+++ Provided records

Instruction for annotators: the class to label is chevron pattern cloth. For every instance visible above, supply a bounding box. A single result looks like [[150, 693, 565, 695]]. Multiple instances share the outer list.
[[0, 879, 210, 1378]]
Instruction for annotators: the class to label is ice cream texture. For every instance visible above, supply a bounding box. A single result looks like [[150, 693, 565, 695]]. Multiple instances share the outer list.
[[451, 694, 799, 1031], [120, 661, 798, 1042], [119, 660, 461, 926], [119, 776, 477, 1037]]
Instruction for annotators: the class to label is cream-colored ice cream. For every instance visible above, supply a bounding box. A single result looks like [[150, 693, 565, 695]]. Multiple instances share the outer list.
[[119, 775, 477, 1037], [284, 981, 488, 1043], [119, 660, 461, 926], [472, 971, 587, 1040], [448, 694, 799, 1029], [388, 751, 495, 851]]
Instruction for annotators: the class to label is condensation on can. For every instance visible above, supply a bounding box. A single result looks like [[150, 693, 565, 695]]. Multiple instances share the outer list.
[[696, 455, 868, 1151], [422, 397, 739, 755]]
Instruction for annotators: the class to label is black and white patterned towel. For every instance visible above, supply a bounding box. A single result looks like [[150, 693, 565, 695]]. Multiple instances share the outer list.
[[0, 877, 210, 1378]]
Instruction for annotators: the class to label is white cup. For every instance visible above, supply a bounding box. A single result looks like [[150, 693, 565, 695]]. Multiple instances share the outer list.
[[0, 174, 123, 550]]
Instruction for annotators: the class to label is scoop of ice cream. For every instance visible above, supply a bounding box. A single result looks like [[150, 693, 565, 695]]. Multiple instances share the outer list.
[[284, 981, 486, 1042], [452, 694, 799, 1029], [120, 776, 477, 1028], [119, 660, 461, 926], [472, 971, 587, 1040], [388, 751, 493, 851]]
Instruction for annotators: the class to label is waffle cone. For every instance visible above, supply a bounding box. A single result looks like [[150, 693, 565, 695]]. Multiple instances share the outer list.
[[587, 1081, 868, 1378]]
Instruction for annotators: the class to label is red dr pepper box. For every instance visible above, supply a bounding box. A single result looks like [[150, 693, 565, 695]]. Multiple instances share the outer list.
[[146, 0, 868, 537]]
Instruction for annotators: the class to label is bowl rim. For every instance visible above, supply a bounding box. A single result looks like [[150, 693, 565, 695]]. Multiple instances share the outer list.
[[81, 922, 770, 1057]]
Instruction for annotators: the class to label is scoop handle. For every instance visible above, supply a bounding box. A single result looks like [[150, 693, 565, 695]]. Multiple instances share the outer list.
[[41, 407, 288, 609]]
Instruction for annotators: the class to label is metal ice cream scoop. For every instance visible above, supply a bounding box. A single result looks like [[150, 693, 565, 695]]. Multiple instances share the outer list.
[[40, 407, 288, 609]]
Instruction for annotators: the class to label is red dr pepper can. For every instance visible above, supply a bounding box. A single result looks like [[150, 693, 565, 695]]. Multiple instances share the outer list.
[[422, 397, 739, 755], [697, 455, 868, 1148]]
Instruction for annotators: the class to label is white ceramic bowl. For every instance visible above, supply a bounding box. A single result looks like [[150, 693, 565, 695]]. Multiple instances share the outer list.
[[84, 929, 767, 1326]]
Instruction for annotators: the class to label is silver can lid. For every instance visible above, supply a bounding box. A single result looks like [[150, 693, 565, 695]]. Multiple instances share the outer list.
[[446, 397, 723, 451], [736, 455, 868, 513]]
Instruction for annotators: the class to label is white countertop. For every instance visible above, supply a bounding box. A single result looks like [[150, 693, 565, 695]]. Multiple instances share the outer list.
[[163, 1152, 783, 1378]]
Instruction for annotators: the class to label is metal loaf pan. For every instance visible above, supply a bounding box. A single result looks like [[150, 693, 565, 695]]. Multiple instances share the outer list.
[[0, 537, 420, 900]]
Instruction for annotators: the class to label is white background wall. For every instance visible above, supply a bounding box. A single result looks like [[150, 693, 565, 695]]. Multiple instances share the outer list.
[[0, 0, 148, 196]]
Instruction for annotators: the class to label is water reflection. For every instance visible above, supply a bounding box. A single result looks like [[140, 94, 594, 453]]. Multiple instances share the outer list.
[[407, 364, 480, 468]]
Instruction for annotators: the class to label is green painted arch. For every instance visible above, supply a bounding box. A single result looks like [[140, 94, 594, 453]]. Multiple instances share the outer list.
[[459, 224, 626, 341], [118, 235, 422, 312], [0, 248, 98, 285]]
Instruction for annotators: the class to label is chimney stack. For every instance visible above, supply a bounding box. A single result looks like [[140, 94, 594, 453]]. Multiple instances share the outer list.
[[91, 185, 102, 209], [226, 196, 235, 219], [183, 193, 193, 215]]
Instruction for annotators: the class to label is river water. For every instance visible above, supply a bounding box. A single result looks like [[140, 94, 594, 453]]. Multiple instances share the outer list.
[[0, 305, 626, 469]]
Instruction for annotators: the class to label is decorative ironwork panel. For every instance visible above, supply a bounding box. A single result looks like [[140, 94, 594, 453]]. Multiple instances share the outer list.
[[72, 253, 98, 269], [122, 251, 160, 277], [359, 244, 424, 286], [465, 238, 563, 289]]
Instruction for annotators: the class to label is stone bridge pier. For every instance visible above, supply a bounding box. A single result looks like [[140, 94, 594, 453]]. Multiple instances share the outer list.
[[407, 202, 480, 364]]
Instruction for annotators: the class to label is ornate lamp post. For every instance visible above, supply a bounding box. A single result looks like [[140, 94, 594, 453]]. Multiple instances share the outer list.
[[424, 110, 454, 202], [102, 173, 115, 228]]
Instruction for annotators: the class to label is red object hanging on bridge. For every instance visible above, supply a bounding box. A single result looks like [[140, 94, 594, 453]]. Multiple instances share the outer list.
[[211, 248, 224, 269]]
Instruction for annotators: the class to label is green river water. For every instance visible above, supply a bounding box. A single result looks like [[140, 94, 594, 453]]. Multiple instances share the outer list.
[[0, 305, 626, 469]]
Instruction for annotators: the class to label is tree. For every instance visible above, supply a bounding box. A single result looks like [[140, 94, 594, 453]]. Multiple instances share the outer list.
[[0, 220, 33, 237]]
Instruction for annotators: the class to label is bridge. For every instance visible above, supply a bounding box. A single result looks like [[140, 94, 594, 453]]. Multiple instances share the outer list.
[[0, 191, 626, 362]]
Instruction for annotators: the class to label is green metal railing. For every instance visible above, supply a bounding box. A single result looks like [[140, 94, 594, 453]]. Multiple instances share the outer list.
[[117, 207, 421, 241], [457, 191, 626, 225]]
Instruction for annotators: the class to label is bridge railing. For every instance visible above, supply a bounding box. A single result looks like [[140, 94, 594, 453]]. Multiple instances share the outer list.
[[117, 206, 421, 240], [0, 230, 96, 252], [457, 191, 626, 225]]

++++++

Task to carry out
How many lines of the items contain the string "pepper" when case is taken into account? Give only the number.

Result below
2